#### YOUR ASSIGNMENT
Repeat only what runs from the line with "the beaver in" through the last line of the data below, both included, keeping every word as it is and leaving out the pictures.

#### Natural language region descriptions
● ● ● ● ● ● ●

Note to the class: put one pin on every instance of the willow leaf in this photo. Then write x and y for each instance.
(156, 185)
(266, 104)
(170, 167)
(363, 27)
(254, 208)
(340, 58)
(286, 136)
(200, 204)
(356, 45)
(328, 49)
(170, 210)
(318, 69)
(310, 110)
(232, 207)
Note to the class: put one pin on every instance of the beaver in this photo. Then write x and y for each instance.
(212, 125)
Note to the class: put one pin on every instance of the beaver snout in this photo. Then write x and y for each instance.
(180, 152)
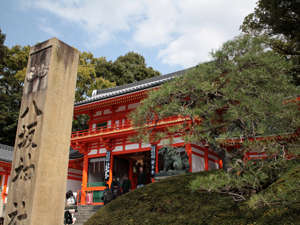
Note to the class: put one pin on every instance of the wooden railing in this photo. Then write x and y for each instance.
(126, 126)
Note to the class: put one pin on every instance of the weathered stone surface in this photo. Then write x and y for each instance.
(39, 171)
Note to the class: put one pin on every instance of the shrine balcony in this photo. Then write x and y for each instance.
(123, 129)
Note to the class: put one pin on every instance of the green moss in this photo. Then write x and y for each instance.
(171, 201)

● ● ● ● ● ● ●

#### EXPECTED OUTPUT
Note to the class: put one pin on every instance of the beaver in this photo. Then write x and y for each instance.
(212, 125)
Note to the class: put one pin on every instance of the beaver snout in this photo. Then write x and y for each instance.
(180, 152)
Note to the class: put one pin on every instance of the wooden railing in this photo. Then write x and y for each instance.
(126, 126)
Note to the class: put one pin on every instance of the weathered stone surface in this photo. Then write x and y for each instance.
(39, 171)
Note to the class: put one pin on every instance of the shrine balcony in this photo. Then write x and y for each instance.
(123, 129)
Note to the class: put one pin on every instance of the green moss in this photo. Then write x and y for each instance.
(171, 201)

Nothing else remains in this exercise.